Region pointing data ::
•••

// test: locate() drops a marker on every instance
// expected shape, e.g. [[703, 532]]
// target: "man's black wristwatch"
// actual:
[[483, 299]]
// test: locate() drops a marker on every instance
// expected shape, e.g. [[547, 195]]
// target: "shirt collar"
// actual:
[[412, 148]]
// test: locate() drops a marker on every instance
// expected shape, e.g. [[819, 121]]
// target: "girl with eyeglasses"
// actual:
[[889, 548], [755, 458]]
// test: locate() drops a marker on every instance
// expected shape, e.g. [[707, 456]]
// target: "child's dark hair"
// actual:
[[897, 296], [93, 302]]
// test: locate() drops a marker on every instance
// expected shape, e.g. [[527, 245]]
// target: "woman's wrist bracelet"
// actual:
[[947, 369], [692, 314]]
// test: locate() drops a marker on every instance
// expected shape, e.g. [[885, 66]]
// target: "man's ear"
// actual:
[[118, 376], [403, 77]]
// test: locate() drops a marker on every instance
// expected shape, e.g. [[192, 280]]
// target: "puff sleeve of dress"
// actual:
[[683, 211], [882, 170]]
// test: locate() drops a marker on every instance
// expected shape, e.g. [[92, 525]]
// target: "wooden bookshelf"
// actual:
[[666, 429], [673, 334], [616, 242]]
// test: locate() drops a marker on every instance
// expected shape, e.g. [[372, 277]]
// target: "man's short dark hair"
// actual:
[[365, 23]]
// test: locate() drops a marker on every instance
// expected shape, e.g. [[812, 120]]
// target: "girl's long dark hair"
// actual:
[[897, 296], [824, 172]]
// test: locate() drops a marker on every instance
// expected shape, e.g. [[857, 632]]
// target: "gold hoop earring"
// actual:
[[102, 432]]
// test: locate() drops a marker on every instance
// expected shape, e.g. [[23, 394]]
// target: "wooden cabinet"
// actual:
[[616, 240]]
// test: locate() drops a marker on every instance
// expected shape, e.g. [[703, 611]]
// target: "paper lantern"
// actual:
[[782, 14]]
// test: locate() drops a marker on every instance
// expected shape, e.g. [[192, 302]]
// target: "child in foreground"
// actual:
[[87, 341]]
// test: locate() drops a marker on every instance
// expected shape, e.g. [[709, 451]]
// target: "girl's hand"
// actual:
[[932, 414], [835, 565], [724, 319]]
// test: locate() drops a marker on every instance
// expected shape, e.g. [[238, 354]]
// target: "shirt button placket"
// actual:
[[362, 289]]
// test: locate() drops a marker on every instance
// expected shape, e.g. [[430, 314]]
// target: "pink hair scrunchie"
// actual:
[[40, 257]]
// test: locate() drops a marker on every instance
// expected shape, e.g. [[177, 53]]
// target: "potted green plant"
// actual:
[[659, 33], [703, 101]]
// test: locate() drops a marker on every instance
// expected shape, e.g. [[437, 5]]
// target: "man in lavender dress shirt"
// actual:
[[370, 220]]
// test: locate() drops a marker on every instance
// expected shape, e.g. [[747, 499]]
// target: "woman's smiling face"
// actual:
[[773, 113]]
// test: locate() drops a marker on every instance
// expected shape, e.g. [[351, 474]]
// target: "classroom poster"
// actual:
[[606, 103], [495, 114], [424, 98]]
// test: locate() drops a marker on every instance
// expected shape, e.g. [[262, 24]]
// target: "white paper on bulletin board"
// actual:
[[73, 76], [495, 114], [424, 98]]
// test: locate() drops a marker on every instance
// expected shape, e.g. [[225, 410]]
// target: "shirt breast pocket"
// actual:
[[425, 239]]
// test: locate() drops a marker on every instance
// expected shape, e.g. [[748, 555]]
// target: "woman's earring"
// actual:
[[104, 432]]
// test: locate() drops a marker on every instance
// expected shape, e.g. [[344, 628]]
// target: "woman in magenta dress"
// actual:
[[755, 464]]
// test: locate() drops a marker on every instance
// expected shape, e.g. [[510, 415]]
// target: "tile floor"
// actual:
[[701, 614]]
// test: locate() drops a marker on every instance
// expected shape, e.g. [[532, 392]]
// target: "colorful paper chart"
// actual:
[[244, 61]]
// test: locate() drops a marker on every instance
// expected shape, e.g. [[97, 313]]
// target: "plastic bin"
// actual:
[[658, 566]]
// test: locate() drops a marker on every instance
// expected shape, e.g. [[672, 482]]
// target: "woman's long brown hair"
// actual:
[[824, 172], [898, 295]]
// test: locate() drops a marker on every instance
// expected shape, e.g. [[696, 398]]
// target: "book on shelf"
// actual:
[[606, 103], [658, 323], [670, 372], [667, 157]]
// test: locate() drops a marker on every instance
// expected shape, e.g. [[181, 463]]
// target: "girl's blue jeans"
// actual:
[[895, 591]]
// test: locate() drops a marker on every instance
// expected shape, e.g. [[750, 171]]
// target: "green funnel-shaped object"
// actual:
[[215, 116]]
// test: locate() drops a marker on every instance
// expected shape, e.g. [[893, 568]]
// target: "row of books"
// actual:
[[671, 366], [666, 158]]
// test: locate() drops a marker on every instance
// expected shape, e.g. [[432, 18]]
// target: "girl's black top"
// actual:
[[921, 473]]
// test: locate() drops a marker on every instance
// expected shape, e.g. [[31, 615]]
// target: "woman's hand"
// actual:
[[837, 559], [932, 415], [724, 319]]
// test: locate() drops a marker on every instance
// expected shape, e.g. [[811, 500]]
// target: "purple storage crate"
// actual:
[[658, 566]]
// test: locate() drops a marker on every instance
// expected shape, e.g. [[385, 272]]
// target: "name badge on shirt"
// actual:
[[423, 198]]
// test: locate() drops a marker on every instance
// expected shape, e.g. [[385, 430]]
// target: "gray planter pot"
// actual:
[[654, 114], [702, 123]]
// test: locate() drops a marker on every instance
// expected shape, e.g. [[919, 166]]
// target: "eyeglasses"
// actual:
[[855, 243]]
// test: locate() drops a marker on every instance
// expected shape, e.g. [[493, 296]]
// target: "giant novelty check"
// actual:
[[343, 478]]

•••

WHAT YOU NEED TO DO :: The answer is the full set of records, printed exactly as given.

PROBLEM SOLUTION ::
// test: locate() drops a marker on every instance
// expected shape, e.g. [[703, 532]]
// target: "man's black wristwatch"
// actual:
[[483, 299]]
// test: locate() drops a marker on every instance
// expected shape, e.g. [[547, 195]]
// target: "shirt collar"
// actual:
[[412, 148]]
// test: locate() drops a marker on every instance
// expected shape, e.g. [[819, 121]]
// target: "girl with eyeglasses"
// actual:
[[889, 548], [755, 458]]
// test: locate() drops a marker on every instance
// expected shape, e.g. [[707, 456]]
// target: "child's dark hair"
// actual:
[[897, 296], [93, 302]]
// test: locate() drops a marker on every instance
// expected shape, e.g. [[527, 245]]
// target: "woman's wrist bracelet"
// actual:
[[947, 369], [692, 314]]
// test: locate() drops a marker on every instance
// expected shape, e.g. [[885, 66]]
// target: "man's ear"
// actual:
[[118, 376], [403, 77]]
// test: locate() drops a marker on every instance
// expected shape, e.g. [[192, 280]]
// target: "puff sleeve of dress"
// actual:
[[683, 211], [882, 170]]
// test: locate() drops a marker on every instance
// expected shape, e.g. [[92, 525]]
// target: "wooden bookshelf"
// actual:
[[666, 429], [673, 334], [616, 242]]
// test: locate() drops a marker on every instance
// expected shape, e.g. [[372, 277]]
// target: "man's short dark hair"
// actual:
[[365, 23]]
// test: locate() drops a marker on every instance
// expected shape, e.g. [[812, 120]]
// target: "girl's long dark hair"
// actual:
[[897, 296], [824, 172]]
// test: locate() drops a marker on every instance
// expected shape, e.g. [[857, 632]]
// target: "gold hoop earring"
// actual:
[[102, 432]]
// test: locate() drops a marker on every instance
// expected shape, e.g. [[23, 394]]
// target: "wooden cabinet"
// actual:
[[616, 240]]
// test: locate() drops a marker on every instance
// expected shape, e.g. [[703, 611]]
// target: "paper lantern"
// actual:
[[782, 14]]
// test: locate() drops a marker on every instance
// expected shape, e.g. [[192, 302]]
// target: "child in foreground"
// actual:
[[87, 341]]
// test: locate() drops a marker on every instance
// expected shape, e.g. [[709, 451]]
// target: "girl's hand"
// actual:
[[932, 414], [835, 565], [724, 319]]
// test: locate() drops a marker on every instance
// expected shape, e.g. [[238, 354]]
// target: "shirt button placket"
// actual:
[[362, 289]]
// test: locate() drops a marker on every instance
// expected shape, e.g. [[430, 314]]
// target: "pink hair scrunchie"
// actual:
[[40, 257]]
// test: locate() drops a marker on every instance
// expected shape, e.g. [[177, 53]]
// target: "potted green plant"
// actual:
[[659, 33], [703, 101]]
// test: locate() drops a marker on every instance
// expected shape, e.g. [[437, 5]]
// target: "man in lavender dress shirt"
// actual:
[[370, 220]]
// test: locate() drops a marker on every instance
// expected shape, e.g. [[747, 499]]
// target: "woman's smiling face"
// actual:
[[773, 113]]
// test: locate() drops a marker on every instance
// expected shape, e.g. [[351, 474]]
// target: "classroom poster"
// actual:
[[606, 103], [495, 114], [424, 98]]
// test: locate() drops a marker on every instance
// expected shape, e.g. [[262, 24]]
// target: "white paper on bulletin board"
// actual:
[[73, 76], [495, 114], [424, 98]]
// test: locate() drops a marker on every instance
// expected shape, e.g. [[225, 410]]
// target: "shirt breast pocket"
// actual:
[[425, 239]]
// test: locate() drops a marker on every instance
// expected shape, e.g. [[748, 555]]
// target: "woman's earring"
// actual:
[[104, 432]]
// test: locate() drops a marker on every instance
// expected shape, e.g. [[344, 628]]
// target: "woman in magenta dress"
// actual:
[[755, 464]]
// test: locate() drops a marker on every instance
// expected shape, e.g. [[510, 415]]
// target: "tile floor"
// actual:
[[701, 614]]
// test: locate() drops a marker on every instance
// expected shape, e.g. [[532, 392]]
// target: "colorful paper chart"
// actual:
[[244, 61]]
// test: locate() drops a marker on every instance
// expected shape, e.g. [[97, 313]]
// target: "plastic bin"
// actual:
[[658, 566]]
// test: locate() drops a marker on every instance
// expected shape, e.g. [[672, 482]]
// target: "woman's long brown hair"
// actual:
[[824, 172], [898, 295]]
// test: locate() drops a marker on every instance
// expected shape, e.g. [[696, 398]]
// target: "book on shelf"
// actual:
[[606, 103], [658, 323], [670, 372], [667, 157]]
// test: locate() drops a marker on every instance
// expected shape, e.g. [[181, 463]]
// target: "girl's blue jeans"
// actual:
[[895, 591]]
// test: locate() drops a marker on every instance
// expected shape, e.g. [[750, 171]]
// target: "green funnel-shaped object"
// actual:
[[215, 116]]
// test: locate() drops a marker on every instance
// expected shape, e.g. [[893, 568]]
// target: "row of books"
// actual:
[[671, 366], [666, 158]]
// test: locate() drops a marker on every instance
// expected shape, e.g. [[432, 18]]
// target: "girl's black top"
// actual:
[[921, 473]]
// test: locate() drops a marker on every instance
// expected shape, e.g. [[31, 615]]
// target: "woman's hand"
// actual:
[[837, 559], [932, 415], [724, 319]]
// test: locate() drops a marker on every instance
// expected shape, e.g. [[811, 500]]
// target: "purple storage crate"
// actual:
[[658, 566]]
// test: locate() drops a marker on every instance
// expected shape, e.g. [[385, 272]]
// target: "name badge on shirt"
// actual:
[[423, 198]]
// test: locate() drops a marker on every instance
// expected shape, e.g. [[385, 430]]
// target: "gray planter pot"
// actual:
[[654, 114], [702, 123]]
// test: locate() drops a marker on every instance
// expected shape, e.g. [[919, 166]]
// target: "eyeglasses"
// actual:
[[855, 243]]
// test: locate() drops a marker on every instance
// expected shape, e.g. [[493, 296]]
// target: "giant novelty check"
// actual:
[[343, 478]]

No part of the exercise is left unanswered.